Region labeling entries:
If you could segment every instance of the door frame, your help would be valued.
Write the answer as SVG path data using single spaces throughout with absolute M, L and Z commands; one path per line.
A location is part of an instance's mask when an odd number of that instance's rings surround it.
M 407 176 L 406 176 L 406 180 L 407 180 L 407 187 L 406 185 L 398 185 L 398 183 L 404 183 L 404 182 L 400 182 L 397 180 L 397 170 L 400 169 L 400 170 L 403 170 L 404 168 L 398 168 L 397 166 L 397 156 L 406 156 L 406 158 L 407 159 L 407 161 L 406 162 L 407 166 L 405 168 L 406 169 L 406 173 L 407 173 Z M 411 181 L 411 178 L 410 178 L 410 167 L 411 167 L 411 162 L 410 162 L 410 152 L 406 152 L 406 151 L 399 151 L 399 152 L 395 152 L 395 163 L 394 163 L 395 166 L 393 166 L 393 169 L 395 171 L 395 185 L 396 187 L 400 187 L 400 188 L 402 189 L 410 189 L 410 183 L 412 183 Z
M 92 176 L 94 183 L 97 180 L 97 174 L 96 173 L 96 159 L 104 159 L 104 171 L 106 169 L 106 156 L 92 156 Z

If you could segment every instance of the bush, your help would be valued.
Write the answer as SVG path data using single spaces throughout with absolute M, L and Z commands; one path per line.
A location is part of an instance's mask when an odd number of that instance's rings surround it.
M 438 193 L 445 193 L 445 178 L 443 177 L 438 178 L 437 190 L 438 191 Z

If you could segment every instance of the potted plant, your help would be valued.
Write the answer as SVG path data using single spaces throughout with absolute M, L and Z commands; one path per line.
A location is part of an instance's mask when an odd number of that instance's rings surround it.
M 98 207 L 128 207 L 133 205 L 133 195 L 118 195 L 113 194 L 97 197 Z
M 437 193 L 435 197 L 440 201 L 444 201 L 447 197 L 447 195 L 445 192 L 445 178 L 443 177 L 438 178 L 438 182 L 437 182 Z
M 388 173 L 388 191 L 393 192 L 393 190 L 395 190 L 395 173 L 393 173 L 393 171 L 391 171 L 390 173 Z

▶ Short problem:
Copy every line of the listing above word for word.

▶ Answer to the problem:
If you could segment every instance of the door frame, your help would be valued.
Write the answer as SVG path data using single spaces throughout with absolute M, L and Z commands; one path per line.
A location is part of an instance's mask when an odd number of that instance's rings surround it.
M 407 176 L 406 176 L 406 180 L 407 180 L 407 187 L 406 185 L 398 185 L 398 183 L 404 183 L 404 182 L 400 182 L 397 180 L 397 170 L 400 169 L 400 170 L 403 170 L 404 168 L 398 168 L 397 166 L 397 156 L 406 156 L 406 158 L 407 159 L 407 161 L 406 162 L 407 166 L 405 168 L 406 169 L 406 173 L 407 173 Z M 411 181 L 411 178 L 410 178 L 410 167 L 411 167 L 411 162 L 410 162 L 410 152 L 406 152 L 406 151 L 399 151 L 399 152 L 395 152 L 395 163 L 394 163 L 395 166 L 393 166 L 393 169 L 395 171 L 395 185 L 396 187 L 400 187 L 400 188 L 402 189 L 410 189 L 410 183 L 412 183 Z
M 92 176 L 94 183 L 97 180 L 97 174 L 96 173 L 96 159 L 104 159 L 104 171 L 106 169 L 106 156 L 92 156 Z

If you could segment every instance of the bush, your help would be valued.
Write the answer as SVG path data using single spaces throughout with absolute M, L and Z commands; one path per line.
A location is part of an instance's mask when an odd number of that instance's rings surround it.
M 438 193 L 445 193 L 445 178 L 443 177 L 438 178 L 437 190 L 438 191 Z

If you could segment every instance of the potted plant, your help would be valued.
Write the answer as SVG path data using single spaces throughout with absolute M, L and Z commands; one path per line.
A location is part of an instance's mask when an odd number of that instance's rings surround it.
M 98 207 L 128 207 L 133 205 L 133 195 L 118 195 L 113 194 L 97 197 Z
M 437 193 L 435 197 L 440 201 L 444 201 L 447 197 L 447 195 L 445 192 L 445 178 L 443 177 L 438 178 L 438 182 L 437 182 Z
M 388 173 L 388 191 L 393 192 L 393 190 L 395 190 L 395 173 L 393 173 L 393 171 L 391 171 L 390 173 Z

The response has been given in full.